SHORT PROBLEM: Rewrite the weight-loss blog text below, starting with "Well keep an" and going on through "there! So here we go!", and change "blog" to "website".

Well keep an eye out for my weekly progress that will be posted tomorrow. Thanks again for everything guys! Have a beautiful Saturday!


Sunday, July 15, 2012

Let's be honest...

Wow! I had 127 views on my blog!! I wasn't expecting that at all! Thank you guys so much for the support! I wont let you down!! Also: a shout out thank you to my boss Holly for the wonderful motivation picture!

So here it is... Sunday. Today was my first weigh in and I have been sitting on the number (literally and figuratively) all day. I was actually a little surprised by it because I thought it was going to be much higher. I even considered getting a different scale! But I figure this is a good starting point and this is where I am. I don't tell many people my weight (for obvious reasons), but I think it is crucial to my journey and my success to be honest and throw it out there! So here we go!

My starting weight is 219 pounds. This is not the biggest I've been so I guess I can't be too unhappy with this number :) My goal weight is 145 pounds. I've got a ways to go...

So now it's time to be honest and talk about some goals. Why do I want to lose weight? What am I working for? What is the bigger picture? Yes, its about being healthy, but also its about more deeper things... I already wrote that I am going to be in my sister's wedding. A couple years back I was in my dad and step mom's wedding and I got to walk my dad down the aisle (so fun!), but when I look at the pictures from that day, instead of remembering what a wonderful time it was, all I see is FAT Michelle. I don't want a repeat of that. I want to look at pictures from Melissa's wedding and remember the joy of the event... that we all looked our best... that I'm not the one standing out because of my weight, that the beautiful bride is standing out (as much as she doesn't want to, haha). I'm just being honest here.

My goals also go deeper than this.... I think about my future and the future lives of my future children (yes make sure you take note that this is far in the future) I don't want to be an overweight mom.. And I really don't want to be an overweight wife.

I also have a more emotional motivation. My mom found out a couple weeks ago she was type 2 diabetic... this runs in my family. I have known this and I also know that it is preventable. I know that I need to change my lifestyle so that I can avoid this issue. My mom has done a huge change in her life and is very inspiring to my journey as well. I would say she is one of my biggest supporters. Thank mom <3

So some short term goals: I want to be less than 200 pounds by Melissa's wedding. Hopefully I can crush that and get to at least 190 but right now I think 200 is a good goal. I will have to check my progress and take note in a couple weeks. I want to be able to go to the gym at least 5 times a week. My struggle is finding time to do that without missing too much sleep but hey, can't be too picky.

I've been planning out my meals and drinking a crazy amount of water... sometimes with cucumber in it. mmmm so refreshing! Thanks for checking in and showing your support.

Till next time :)


Wednesday, July 11, 2012

So here we go!

RECORD SET:
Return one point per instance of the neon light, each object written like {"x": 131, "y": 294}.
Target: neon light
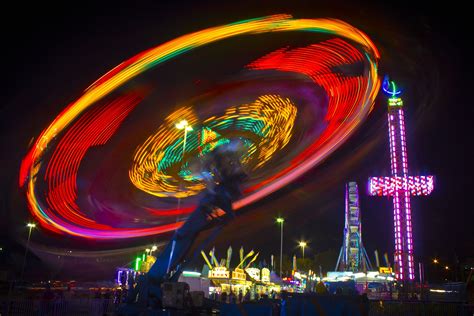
{"x": 400, "y": 186}
{"x": 137, "y": 263}
{"x": 77, "y": 129}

SOLUTION TO THIS PROBLEM:
Well keep an eye out for my weekly progress that will be posted tomorrow. Thanks again for everything guys! Have a beautiful Saturday!


Sunday, July 15, 2012

Let's be honest...

Wow! I had 127 views on my website!! I wasn't expecting that at all! Thank you guys so much for the support! I wont let you down!! Also: a shout out thank you to my boss Holly for the wonderful motivation picture!

So here it is... Sunday. Today was my first weigh in and I have been sitting on the number (literally and figuratively) all day. I was actually a little surprised by it because I thought it was going to be much higher. I even considered getting a different scale! But I figure this is a good starting point and this is where I am. I don't tell many people my weight (for obvious reasons), but I think it is crucial to my journey and my success to be honest and throw it out there! So here we go!